» Okuma metni
----------

19 Nisan 2018 Perşembe

4 ALBÜM 4 SADE / ŞARKI TAVSİYELERİ

80'lerde yaptığı çıkışla gönüllere taht kuran Sade'yi hep çok sevmişimdir, ama şu son zamanlarda yeniden ve iyice bir takıldım geçmişten günümüze dek yaptığı albümlere... Aslında, doğal olarak, Sade'yi sonradan keşfettim ben, çünkü ilk çıktığı zamanlarda haliyle ben yoktum. Ama Smooth Operator'u yazları duyduğumu hatırlar gibiyim. Şimdi bu smooth caz, soul ve R&B kraliçesinin, yaşayan efsanenin en çok sevdiğim 4 albümünden seçtiğim şarkılara bakalım.

Diamond Life (1984)

----------

» Kayıtlı veriler

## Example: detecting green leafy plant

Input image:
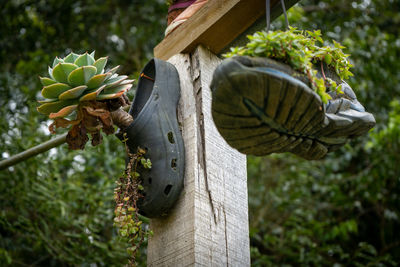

----------

» Görev koşulları
Sade hakkındaki yazıda Sade hangi müzik türlerinin kraliçesi olarak anılıyor? Hepsini sıralayın. Materyalin bu yazıyla hiçbir bağlantısı yoktur.

» Çözüm
Smooth caz, soul ve R&B.